* DOCUMENT SECTION
+++++

Ontario experts find need for electronic health records

There is an ever-growing need in Ontario to integrate technology in all areas of health care delivery, according to a group of Canadian health care experts.

Speaking at the second annual health symposium hosted by George Brown College at the Toronto Metro Convention Centre this week, the panelists — all representing various aspects of the Canadian health care system — agreed that informatics is an integral part of the future of Ontario health care.

Health informatics is the integration of technology in all facets of health care delivery.

“IT plays a critical role in decreasing critical errors,” said Mariana Catz, former chief advisor eHealth, Health Canada and technical officer for the World Health Organization. “Medical errors cannot be significantly reduced without systematical changes.”

As moderator of the panel, Catz said that in the aftermath of public events such as SARS and medical equipment sterilization issues that recently occurred at several Canadian hospitals, there is a new urgency for information access and sharing.

+++++

* WORK INSTRUCTION
Please write out the stretch of the article on Ontario health informatics from "Ontario experts find" through "health care experts.", keeping every word as it stands.

* DATASET ENTRIES
+++++

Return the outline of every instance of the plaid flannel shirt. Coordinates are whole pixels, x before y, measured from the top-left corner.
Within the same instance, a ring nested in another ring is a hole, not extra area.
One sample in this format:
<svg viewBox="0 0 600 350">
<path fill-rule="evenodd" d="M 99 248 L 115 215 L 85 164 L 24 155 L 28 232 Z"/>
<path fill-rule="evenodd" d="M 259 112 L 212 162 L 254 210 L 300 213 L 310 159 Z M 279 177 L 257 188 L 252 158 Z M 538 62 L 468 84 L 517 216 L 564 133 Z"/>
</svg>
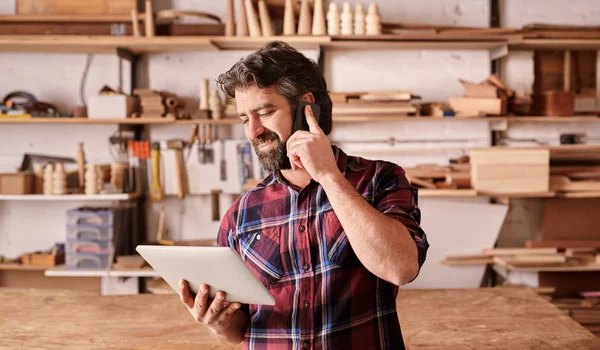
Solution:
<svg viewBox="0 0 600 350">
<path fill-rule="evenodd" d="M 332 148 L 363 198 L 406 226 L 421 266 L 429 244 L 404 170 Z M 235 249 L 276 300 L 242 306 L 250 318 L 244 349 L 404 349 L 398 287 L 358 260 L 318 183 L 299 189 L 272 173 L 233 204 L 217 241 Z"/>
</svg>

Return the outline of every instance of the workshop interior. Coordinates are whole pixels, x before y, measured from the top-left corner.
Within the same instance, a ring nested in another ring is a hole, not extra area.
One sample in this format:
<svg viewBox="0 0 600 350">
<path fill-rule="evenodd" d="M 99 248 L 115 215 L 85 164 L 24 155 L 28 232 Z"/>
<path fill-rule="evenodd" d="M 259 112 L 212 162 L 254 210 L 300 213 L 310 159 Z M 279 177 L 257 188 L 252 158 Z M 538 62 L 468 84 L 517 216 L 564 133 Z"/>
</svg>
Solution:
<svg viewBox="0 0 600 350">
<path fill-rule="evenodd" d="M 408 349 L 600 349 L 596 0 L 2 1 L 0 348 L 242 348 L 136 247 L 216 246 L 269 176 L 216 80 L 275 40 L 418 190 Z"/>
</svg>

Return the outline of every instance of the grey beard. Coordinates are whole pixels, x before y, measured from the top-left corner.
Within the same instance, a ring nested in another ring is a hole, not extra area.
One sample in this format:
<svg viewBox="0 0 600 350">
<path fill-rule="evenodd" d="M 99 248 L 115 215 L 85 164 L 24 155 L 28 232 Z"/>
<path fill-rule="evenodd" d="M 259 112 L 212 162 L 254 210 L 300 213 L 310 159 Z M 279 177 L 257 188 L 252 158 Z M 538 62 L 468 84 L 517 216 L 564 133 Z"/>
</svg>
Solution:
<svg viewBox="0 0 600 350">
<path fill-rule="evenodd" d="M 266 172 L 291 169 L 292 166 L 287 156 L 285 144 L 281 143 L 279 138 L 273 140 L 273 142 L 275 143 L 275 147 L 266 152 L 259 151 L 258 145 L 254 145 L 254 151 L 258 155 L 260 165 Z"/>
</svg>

+++++

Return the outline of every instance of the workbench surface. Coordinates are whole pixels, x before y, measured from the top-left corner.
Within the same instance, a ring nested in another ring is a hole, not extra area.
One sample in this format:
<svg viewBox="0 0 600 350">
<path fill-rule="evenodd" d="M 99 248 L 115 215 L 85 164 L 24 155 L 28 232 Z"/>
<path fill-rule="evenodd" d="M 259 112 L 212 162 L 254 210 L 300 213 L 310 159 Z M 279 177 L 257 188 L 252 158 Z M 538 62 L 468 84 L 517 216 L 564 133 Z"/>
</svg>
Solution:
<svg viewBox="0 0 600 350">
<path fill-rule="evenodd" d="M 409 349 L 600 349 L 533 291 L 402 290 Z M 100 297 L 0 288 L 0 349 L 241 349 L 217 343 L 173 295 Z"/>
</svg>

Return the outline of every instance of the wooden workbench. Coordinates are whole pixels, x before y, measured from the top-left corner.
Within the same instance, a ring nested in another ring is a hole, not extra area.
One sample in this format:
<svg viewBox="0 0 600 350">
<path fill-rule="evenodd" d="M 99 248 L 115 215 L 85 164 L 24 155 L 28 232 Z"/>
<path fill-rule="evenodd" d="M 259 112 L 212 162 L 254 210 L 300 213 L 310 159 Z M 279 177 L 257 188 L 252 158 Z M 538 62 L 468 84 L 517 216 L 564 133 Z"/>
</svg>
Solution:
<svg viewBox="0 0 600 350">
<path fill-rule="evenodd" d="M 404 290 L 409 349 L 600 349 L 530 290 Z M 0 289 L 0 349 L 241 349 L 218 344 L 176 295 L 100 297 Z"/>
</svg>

+++++

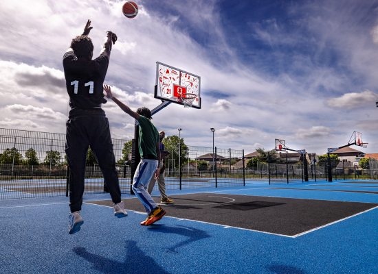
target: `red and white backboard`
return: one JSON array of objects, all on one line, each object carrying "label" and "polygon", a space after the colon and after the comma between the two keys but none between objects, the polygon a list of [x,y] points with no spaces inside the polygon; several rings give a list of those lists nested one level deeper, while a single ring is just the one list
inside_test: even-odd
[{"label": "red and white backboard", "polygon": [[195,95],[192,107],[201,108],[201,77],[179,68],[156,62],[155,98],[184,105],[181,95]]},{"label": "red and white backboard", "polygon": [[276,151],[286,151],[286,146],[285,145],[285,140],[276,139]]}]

+++++

* WRITTEN SOLUTION
Ontario experts find need for electronic health records

There is an ever-growing need in Ontario to integrate technology in all areas of health care delivery, according to a group of Canadian health care experts.